Page excerpt >>
§ §

However, Ashwin feels getting wickets would not be easy on day three track.
"Wrapping up early would mean we should be eyeing a follow-on. With respect to how the wicket is behaving and the weather being a little cloudy, we should be looking to bowl twice and get the job done," he added.
Ashwin said the bowlers did a good job on Friday and early dismissal of Brendon McCullum provided them the momentum and was also pleased with the fact that he got a wicket off his very first ball.
"I just wanted to land it (the ball) in proper place and keep it up. The drift was going the other way and the batsman got beaten. I thought we bowled well and stuck to our gameplan. Obviously the wicket of McCullum early helped. But in the end, we bowled well today," he said.
"If you put 440 on the board you expect yourself to be on a dominant position in the game. It's a good enough score to dominate the game."
About the controversial dismissal of Ross Taylor when Virat Kohli took a low catch at the backward fine-leg, Ashwin said the decision was fair.
"I asked Virat and he said he had his fingers were underneath it (ball). We're quite confident that he was out."

§ §

Given information >>
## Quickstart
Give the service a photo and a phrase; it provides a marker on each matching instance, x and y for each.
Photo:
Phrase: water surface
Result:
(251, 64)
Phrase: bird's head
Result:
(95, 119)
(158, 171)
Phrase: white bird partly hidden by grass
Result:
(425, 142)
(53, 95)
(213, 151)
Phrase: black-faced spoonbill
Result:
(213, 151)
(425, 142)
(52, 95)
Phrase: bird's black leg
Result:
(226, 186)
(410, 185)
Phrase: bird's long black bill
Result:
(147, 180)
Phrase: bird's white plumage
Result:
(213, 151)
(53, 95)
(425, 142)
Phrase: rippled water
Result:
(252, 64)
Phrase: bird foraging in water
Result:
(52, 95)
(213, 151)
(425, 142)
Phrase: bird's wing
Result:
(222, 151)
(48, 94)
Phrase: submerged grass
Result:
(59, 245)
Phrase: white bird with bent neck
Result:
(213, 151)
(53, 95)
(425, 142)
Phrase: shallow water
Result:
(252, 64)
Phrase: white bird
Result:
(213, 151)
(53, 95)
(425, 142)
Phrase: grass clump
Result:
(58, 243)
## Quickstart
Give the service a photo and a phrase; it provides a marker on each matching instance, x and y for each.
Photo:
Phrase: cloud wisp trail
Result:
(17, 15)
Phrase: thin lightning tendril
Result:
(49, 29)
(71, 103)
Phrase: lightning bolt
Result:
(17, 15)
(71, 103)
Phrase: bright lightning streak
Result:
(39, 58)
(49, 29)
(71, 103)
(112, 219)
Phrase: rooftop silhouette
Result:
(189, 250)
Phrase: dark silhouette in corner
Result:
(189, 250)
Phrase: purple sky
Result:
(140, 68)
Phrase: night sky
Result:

§ §

Exercise goal >> Summarize the cricket excerpt above in exactly two sentences.

Exercise answer >> Ashwin said the bowlers did well on Friday, helped by the early dismissal of Brendon McCullum and his own wicket off his very first ball, and that a score of 440 puts a side in a dominant position, though he felt wickets would not come easily on the day three track and that they should look to bowl twice. He also called the controversial dismissal of Ross Taylor, caught low by Virat Kohli at backward fine-leg, fair, saying Kohli told him his fingers were underneath the ball.